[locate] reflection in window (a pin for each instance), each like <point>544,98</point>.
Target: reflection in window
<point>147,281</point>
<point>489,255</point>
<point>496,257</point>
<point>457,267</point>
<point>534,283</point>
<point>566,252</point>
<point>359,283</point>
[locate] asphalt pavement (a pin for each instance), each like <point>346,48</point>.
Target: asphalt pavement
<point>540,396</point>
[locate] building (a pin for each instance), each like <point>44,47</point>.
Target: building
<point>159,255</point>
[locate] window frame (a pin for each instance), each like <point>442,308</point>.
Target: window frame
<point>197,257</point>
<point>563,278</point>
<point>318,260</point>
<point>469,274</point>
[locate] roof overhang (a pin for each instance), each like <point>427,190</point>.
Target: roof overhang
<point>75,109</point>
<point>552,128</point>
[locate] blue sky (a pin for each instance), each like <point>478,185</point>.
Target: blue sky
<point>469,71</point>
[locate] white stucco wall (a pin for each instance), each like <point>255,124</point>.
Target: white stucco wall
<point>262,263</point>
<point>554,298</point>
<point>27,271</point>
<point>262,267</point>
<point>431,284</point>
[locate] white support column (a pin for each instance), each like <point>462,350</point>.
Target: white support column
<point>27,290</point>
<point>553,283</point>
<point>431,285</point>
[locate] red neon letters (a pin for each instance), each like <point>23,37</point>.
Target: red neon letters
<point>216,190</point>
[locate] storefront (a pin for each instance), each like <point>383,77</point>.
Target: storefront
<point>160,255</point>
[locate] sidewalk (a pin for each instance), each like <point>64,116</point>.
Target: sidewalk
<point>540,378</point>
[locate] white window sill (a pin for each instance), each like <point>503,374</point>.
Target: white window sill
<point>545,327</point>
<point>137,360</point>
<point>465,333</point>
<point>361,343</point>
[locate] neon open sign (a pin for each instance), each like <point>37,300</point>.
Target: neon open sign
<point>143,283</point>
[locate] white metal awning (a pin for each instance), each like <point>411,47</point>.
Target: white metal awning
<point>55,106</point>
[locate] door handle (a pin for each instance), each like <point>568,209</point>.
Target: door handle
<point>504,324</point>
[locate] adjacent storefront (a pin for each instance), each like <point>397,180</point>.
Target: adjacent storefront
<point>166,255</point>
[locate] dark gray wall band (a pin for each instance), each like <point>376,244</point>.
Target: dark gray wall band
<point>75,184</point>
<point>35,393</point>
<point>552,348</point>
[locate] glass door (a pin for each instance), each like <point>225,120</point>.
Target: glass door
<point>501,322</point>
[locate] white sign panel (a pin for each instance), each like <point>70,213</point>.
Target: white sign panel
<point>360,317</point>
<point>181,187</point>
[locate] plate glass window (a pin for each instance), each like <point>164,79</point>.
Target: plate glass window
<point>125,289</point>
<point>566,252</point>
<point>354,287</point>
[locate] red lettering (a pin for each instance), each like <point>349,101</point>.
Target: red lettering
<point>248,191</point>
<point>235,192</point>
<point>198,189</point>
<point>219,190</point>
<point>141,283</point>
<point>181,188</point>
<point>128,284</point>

------------------------------

• _STATED EXERCISE_: Retype exactly, please, each line from the line that contains "[locate] neon open" through the last line of the entries above, with nothing added.

• _WRITTEN SOLUTION_:
[locate] neon open sign (a pin for each instance), each like <point>37,300</point>.
Target: neon open sign
<point>143,283</point>
[locate] white metal awning (a pin for each instance), each like <point>411,47</point>.
Target: white metal awning
<point>55,106</point>
[locate] door handle (a pin for each instance), each like <point>568,209</point>.
Target: door handle
<point>504,324</point>
[locate] adjacent storefront (a pin for each instance), each like <point>397,180</point>.
Target: adjacent storefront
<point>166,255</point>
[locate] dark gray wall band (a pin for each instance), each like <point>376,244</point>.
Target: dark gray wall band
<point>75,184</point>
<point>35,393</point>
<point>552,348</point>
[locate] glass door (a pin for each instance), each like <point>225,120</point>.
Target: glass door
<point>501,322</point>
[locate] white sign panel (a pin for each instance), each like <point>70,213</point>.
Target: white sign panel
<point>360,317</point>
<point>181,187</point>
[locate] plate glass window (a pin for each instance), each like <point>164,79</point>.
Target: plate glass window
<point>125,289</point>
<point>566,252</point>
<point>354,287</point>
[locate] red lettering (a pin for each instance), each like <point>349,101</point>.
Target: red lettering
<point>248,191</point>
<point>235,192</point>
<point>198,189</point>
<point>219,190</point>
<point>141,283</point>
<point>181,188</point>
<point>128,284</point>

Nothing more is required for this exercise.